__DESCRIPTION OF THE TASK__
Copy every line of the data below word for word, omitting the pictures.

── PROVIDED INFORMATION ──

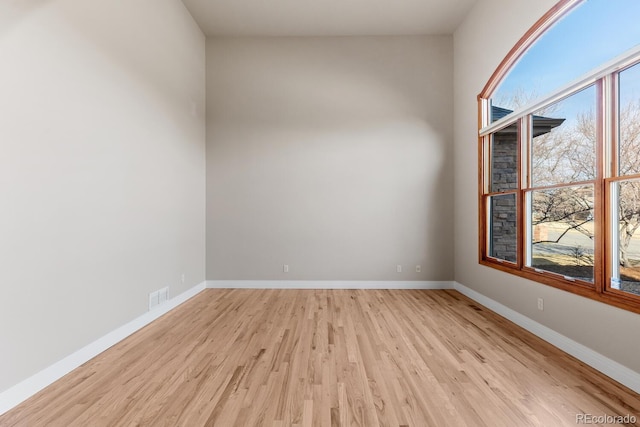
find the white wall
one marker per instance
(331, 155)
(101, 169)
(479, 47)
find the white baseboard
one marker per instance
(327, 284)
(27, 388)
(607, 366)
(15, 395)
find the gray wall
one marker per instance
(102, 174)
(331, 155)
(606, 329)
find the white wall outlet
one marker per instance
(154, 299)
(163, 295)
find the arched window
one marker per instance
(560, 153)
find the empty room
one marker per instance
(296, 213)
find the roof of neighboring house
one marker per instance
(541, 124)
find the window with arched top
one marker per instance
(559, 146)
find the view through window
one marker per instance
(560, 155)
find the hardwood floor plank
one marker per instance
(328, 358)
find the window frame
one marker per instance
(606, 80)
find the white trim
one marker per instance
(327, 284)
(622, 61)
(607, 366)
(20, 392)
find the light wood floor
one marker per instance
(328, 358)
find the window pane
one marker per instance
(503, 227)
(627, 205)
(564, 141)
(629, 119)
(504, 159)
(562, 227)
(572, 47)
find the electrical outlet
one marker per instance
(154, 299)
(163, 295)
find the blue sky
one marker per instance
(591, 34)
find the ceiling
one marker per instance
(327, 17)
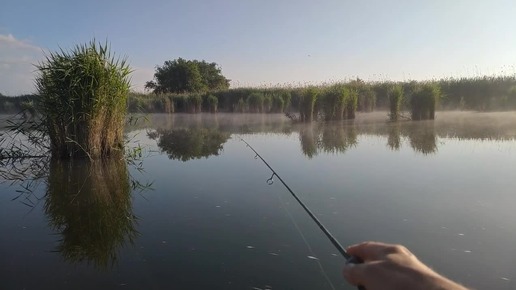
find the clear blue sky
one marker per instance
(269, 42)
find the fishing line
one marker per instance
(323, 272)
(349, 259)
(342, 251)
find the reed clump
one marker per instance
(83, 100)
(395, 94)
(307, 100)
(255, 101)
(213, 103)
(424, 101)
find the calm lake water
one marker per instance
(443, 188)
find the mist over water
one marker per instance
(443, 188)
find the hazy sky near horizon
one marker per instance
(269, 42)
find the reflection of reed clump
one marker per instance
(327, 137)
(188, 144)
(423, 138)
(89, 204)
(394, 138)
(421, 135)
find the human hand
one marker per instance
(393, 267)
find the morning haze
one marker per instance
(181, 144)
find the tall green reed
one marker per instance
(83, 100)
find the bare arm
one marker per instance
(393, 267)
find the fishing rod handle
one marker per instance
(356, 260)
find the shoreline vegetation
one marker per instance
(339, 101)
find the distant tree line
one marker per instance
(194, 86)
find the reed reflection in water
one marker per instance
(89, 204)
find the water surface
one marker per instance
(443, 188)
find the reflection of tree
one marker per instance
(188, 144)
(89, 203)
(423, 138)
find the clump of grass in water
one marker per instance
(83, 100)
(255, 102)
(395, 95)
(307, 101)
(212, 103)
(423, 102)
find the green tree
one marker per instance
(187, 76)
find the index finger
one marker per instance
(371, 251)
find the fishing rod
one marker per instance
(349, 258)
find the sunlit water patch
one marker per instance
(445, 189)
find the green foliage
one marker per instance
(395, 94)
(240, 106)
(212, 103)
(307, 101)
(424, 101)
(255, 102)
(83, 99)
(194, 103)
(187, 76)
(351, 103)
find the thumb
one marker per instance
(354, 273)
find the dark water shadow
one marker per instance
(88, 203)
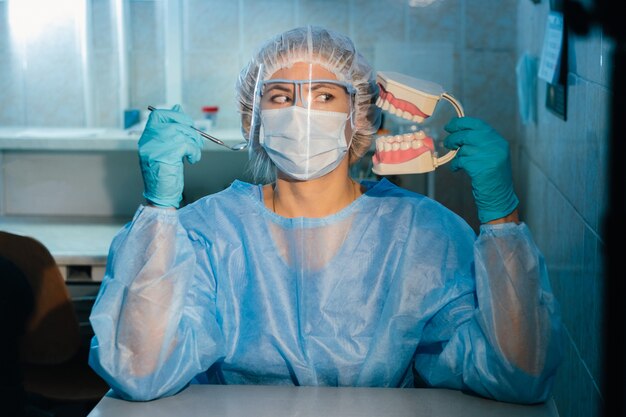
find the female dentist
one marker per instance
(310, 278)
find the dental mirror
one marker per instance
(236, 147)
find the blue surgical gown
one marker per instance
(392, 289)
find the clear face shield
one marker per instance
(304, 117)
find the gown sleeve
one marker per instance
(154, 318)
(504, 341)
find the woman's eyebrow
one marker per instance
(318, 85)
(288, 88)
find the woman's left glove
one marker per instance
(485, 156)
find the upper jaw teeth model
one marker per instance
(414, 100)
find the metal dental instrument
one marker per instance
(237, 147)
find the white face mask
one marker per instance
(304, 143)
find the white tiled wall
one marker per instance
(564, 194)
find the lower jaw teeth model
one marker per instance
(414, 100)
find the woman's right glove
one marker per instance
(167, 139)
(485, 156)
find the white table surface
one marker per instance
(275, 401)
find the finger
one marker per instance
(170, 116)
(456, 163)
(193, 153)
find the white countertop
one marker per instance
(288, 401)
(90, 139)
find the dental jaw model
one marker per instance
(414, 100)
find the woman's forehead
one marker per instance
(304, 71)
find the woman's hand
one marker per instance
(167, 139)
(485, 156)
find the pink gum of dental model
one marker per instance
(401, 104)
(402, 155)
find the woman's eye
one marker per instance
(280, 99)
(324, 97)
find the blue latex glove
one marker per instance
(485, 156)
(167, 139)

───

__TASK ANSWER__
find the white wall
one marker per instance
(331, 155)
(101, 169)
(479, 47)
find the white baseboard
one marker per instance
(327, 284)
(27, 388)
(607, 366)
(15, 395)
find the gray wall
one marker per instance
(102, 174)
(331, 155)
(606, 329)
find the white wall outlet
one marker per instance
(154, 299)
(163, 295)
find the arched window
one marker per instance
(560, 153)
find the empty room
one marker per instance
(296, 213)
find the roof of neighboring house
one marker per instance
(541, 124)
find the window with arched top
one marker per instance
(559, 146)
find the view through window
one marker per instance
(560, 155)
find the hardwood floor plank
one marker per instance
(328, 358)
find the window frame
one marker per instance
(606, 80)
find the white trim
one marker per instance
(327, 284)
(622, 61)
(607, 366)
(20, 392)
find the light wood floor
one marker per instance
(328, 358)
find the window pane
one marker per instance
(503, 227)
(627, 205)
(564, 141)
(629, 119)
(504, 159)
(562, 227)
(572, 47)
find the electrical outlet
one marker per instance
(154, 299)
(163, 295)
find the blue sky
one marker per instance
(591, 34)
find the ceiling
one marker per instance
(327, 17)
find the clear blue sky
one marker per instance
(269, 42)
find the fishing line
one marker per instance
(323, 272)
(349, 259)
(342, 251)
find the reed clump
one marker per instance
(83, 100)
(395, 94)
(307, 100)
(255, 101)
(213, 103)
(424, 101)
find the calm lake water
one marker per instance
(443, 188)
find the mist over water
one marker per instance
(443, 188)
find the hazy sky near horizon
one marker per instance
(269, 42)
find the reflection of reed clump
one marker per instance
(327, 137)
(188, 144)
(423, 138)
(89, 204)
(394, 138)
(421, 135)
find the human hand
one marker per instance
(393, 267)
find the morning haze
one marker per instance
(181, 144)
find the tall green reed
one marker per instance
(83, 100)
find the bare arm
one marker per instance
(393, 267)
find the fishing rod handle
one marker per instance
(356, 260)
find the shoreline vegetation
one marker per instance
(339, 101)
find the distant tree line
one marker per instance
(194, 86)
find the reed reflection in water
one marker per instance
(89, 204)
find the water surface
one marker per instance
(443, 188)
find the reflection of tree
one marker per instance
(188, 144)
(89, 203)
(423, 138)
find the clump of grass in water
one marker per instance
(83, 100)
(255, 102)
(395, 95)
(307, 101)
(212, 103)
(423, 102)
find the green tree
one marker per instance
(187, 76)
find the index finger
one marker per instance
(371, 251)
find the fishing rod
one marker per instance
(349, 258)
find the sunlit water patch
one marker per instance
(445, 189)
find the green foliage
one marker per instance
(395, 94)
(240, 106)
(212, 103)
(307, 101)
(424, 101)
(255, 102)
(83, 99)
(194, 103)
(187, 76)
(351, 103)
find the thumb
one marker per instance
(354, 273)
find the dark water shadow
one marker per instance
(88, 203)
find the female dentist
one marker per instance
(310, 278)
find the dental mirror
one marker per instance
(236, 147)
find the blue surgical gown
one marker per instance
(392, 289)
find the clear face shield
one marker per instance
(304, 117)
find the gown sleeve
one marker per instance
(154, 318)
(504, 341)
find the woman's eyebrow
one marker per instance
(318, 85)
(288, 88)
find the woman's left glove
one marker per instance
(485, 156)
find the upper jaw teeth model
one marker per instance
(414, 100)
find the metal dental instrument
one marker per instance
(237, 147)
find the white face mask
one marker per instance
(304, 143)
find the white tiled wall
one marker per instance
(564, 194)
find the lower jaw teeth model
one marker per instance
(414, 100)
find the woman's right glove
one marker per instance
(167, 139)
(485, 156)
find the white table surface
one marker per instance
(275, 401)
find the finger
one marker per instance
(170, 116)
(456, 163)
(193, 153)
find the white countertop
one marker per instance
(288, 401)
(90, 139)
find the dental jaw model
one marker per instance
(414, 100)
find the woman's forehead
one marker per instance
(304, 71)
find the woman's hand
one marker per instance
(167, 139)
(485, 156)
find the pink gum of dental model
one marker per instance
(401, 104)
(402, 155)
find the woman's eye
one marker per instance
(280, 99)
(324, 97)
find the blue latex glove
one marker per instance
(485, 156)
(167, 139)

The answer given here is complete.